# Task to complete
All of the entries below need repeating exactly, apart from their images.

*** Block opens ***

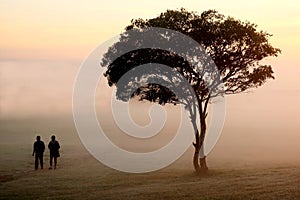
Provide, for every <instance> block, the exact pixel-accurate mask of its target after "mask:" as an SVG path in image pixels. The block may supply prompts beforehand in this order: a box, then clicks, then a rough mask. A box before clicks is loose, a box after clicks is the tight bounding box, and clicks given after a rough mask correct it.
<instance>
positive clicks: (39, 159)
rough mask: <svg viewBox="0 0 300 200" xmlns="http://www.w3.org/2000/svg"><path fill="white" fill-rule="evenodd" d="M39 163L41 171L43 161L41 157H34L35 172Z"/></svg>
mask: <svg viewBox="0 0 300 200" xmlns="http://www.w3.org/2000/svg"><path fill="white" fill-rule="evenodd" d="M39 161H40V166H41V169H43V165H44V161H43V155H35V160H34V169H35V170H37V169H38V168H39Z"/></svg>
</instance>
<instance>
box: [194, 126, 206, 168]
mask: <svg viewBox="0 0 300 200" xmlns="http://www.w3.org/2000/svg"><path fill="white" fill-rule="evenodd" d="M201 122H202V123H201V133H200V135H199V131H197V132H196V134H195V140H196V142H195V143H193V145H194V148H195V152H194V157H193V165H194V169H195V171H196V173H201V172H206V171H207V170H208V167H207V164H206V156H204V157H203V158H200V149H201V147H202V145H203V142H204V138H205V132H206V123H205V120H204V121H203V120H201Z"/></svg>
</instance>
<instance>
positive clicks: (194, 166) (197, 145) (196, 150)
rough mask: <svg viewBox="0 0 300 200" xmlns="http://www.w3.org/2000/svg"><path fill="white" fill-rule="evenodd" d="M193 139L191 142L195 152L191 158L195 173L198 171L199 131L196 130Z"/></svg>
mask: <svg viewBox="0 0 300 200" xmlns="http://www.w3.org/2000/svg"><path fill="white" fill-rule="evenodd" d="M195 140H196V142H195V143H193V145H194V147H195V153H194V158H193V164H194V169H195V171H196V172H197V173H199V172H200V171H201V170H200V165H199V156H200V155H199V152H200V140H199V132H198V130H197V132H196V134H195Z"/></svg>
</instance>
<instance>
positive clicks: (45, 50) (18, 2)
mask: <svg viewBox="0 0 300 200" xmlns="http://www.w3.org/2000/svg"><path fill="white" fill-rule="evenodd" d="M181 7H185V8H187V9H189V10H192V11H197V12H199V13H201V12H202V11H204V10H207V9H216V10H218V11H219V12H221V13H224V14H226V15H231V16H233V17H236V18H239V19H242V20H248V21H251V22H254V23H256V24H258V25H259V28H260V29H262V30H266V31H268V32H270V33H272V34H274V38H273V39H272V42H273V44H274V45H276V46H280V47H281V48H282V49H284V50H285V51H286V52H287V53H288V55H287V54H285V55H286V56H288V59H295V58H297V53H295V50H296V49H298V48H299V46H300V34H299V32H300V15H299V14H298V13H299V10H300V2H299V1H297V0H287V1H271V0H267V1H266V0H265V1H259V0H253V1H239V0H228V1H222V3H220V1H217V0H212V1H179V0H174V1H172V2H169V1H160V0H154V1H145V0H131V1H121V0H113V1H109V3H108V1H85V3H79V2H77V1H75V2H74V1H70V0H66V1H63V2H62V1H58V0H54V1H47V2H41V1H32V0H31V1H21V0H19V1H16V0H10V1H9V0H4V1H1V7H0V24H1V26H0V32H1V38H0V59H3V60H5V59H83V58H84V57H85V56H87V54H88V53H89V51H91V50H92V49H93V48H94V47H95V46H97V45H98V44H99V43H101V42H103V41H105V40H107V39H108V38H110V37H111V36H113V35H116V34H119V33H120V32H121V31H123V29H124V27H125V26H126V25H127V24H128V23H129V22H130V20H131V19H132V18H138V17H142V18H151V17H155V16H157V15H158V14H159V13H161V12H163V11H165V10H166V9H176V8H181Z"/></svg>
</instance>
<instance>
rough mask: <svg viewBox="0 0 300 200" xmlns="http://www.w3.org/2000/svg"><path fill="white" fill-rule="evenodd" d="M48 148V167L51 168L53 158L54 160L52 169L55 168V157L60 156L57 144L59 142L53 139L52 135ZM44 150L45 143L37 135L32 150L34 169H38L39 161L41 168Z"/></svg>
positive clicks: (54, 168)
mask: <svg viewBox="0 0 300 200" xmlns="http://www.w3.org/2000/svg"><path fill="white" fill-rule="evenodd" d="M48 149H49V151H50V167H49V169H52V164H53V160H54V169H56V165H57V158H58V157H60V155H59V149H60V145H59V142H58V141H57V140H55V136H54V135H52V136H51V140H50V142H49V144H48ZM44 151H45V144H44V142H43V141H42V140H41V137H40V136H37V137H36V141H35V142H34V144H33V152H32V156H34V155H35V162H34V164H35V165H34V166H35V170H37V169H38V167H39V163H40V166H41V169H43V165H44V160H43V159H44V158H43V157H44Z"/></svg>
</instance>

*** Block closes ***

# Response to the exercise
Provide, for every <instance> block, the exact pixel-accurate mask of its target after "mask:" as an SVG path in image pixels. The block may supply prompts beforehand in this order: a box, then clicks, then a rough mask. A box before clicks is loose, a box after clicks is the tight bounding box, and clicks given after a rough mask correct it.
<instance>
positive clicks: (39, 159)
rough mask: <svg viewBox="0 0 300 200" xmlns="http://www.w3.org/2000/svg"><path fill="white" fill-rule="evenodd" d="M39 163L41 171L43 161L41 157H34L35 172Z"/></svg>
mask: <svg viewBox="0 0 300 200" xmlns="http://www.w3.org/2000/svg"><path fill="white" fill-rule="evenodd" d="M39 161H40V166H41V169H43V165H44V161H43V155H35V160H34V169H35V170H37V169H38V168H39Z"/></svg>
</instance>
<instance>
box: [194, 126, 206, 168]
mask: <svg viewBox="0 0 300 200" xmlns="http://www.w3.org/2000/svg"><path fill="white" fill-rule="evenodd" d="M201 122H202V123H201V133H200V135H199V131H197V132H196V134H195V140H196V142H195V143H193V145H194V148H195V152H194V157H193V165H194V169H195V171H196V173H201V172H206V171H207V170H208V167H207V164H206V156H204V157H203V158H200V149H201V147H202V145H203V142H204V138H205V132H206V123H205V120H204V121H203V120H201Z"/></svg>
</instance>
<instance>
positive clicks: (194, 166) (197, 145) (196, 150)
rough mask: <svg viewBox="0 0 300 200" xmlns="http://www.w3.org/2000/svg"><path fill="white" fill-rule="evenodd" d="M193 139L191 142L195 152L191 158L195 173L198 171L199 131L196 130Z"/></svg>
mask: <svg viewBox="0 0 300 200" xmlns="http://www.w3.org/2000/svg"><path fill="white" fill-rule="evenodd" d="M195 140H196V142H195V143H193V145H194V147H195V153H194V158H193V164H194V169H195V171H196V172H197V173H199V172H200V171H201V170H200V165H199V156H200V155H199V152H200V140H199V132H198V130H197V132H196V134H195Z"/></svg>
</instance>
<instance>
positive clicks: (45, 50) (18, 2)
mask: <svg viewBox="0 0 300 200" xmlns="http://www.w3.org/2000/svg"><path fill="white" fill-rule="evenodd" d="M181 7H185V8H187V9H189V10H192V11H197V12H199V13H201V12H202V11H204V10H207V9H216V10H218V11H219V12H221V13H224V14H226V15H231V16H233V17H236V18H239V19H242V20H248V21H251V22H254V23H256V24H258V25H259V28H260V29H262V30H266V31H268V32H270V33H272V34H274V38H273V39H272V42H273V44H274V45H276V46H280V47H281V48H282V49H284V50H285V51H286V52H287V53H288V55H287V54H285V55H286V56H288V59H295V58H297V53H295V50H296V49H298V48H299V46H300V34H299V32H300V15H299V14H298V13H299V10H300V2H299V1H297V0H287V1H271V0H267V1H266V0H265V1H259V0H253V1H239V0H228V1H222V3H220V1H217V0H212V1H179V0H174V1H172V2H169V1H160V0H154V1H145V0H131V1H121V0H113V1H109V3H108V1H85V3H79V2H77V1H75V2H74V1H70V0H66V1H63V2H62V1H58V0H54V1H47V2H41V1H32V0H31V1H21V0H19V1H16V0H10V1H9V0H4V1H1V7H0V24H1V26H0V32H1V38H0V59H3V60H5V59H83V58H84V57H85V56H87V54H88V53H89V51H91V50H92V49H93V48H94V47H95V46H97V45H98V44H99V43H101V42H103V41H105V40H107V39H108V38H110V37H111V36H113V35H116V34H119V33H120V32H121V31H123V29H124V27H125V26H126V25H127V24H128V23H129V22H130V20H131V19H132V18H138V17H142V18H151V17H155V16H157V15H158V14H159V13H161V12H163V11H165V10H166V9H176V8H181Z"/></svg>
</instance>
<instance>
rough mask: <svg viewBox="0 0 300 200" xmlns="http://www.w3.org/2000/svg"><path fill="white" fill-rule="evenodd" d="M48 148V167L51 168L53 158L54 160L52 169L55 168V157L60 156L57 144L59 142L53 139L52 135ZM44 150L45 143L37 135L32 150L34 169H38L39 161L41 168Z"/></svg>
positive clicks: (54, 168)
mask: <svg viewBox="0 0 300 200" xmlns="http://www.w3.org/2000/svg"><path fill="white" fill-rule="evenodd" d="M48 149H49V151H50V167H49V169H52V164H53V160H54V169H56V165H57V158H58V157H60V155H59V149H60V145H59V142H58V141H57V140H55V136H54V135H52V136H51V140H50V142H49V144H48ZM44 151H45V144H44V142H43V141H42V140H41V137H40V136H37V137H36V141H35V142H34V144H33V152H32V156H34V155H35V162H34V164H35V165H34V166H35V170H37V169H38V167H39V163H40V166H41V169H43V165H44V160H43V159H44V158H43V157H44Z"/></svg>
</instance>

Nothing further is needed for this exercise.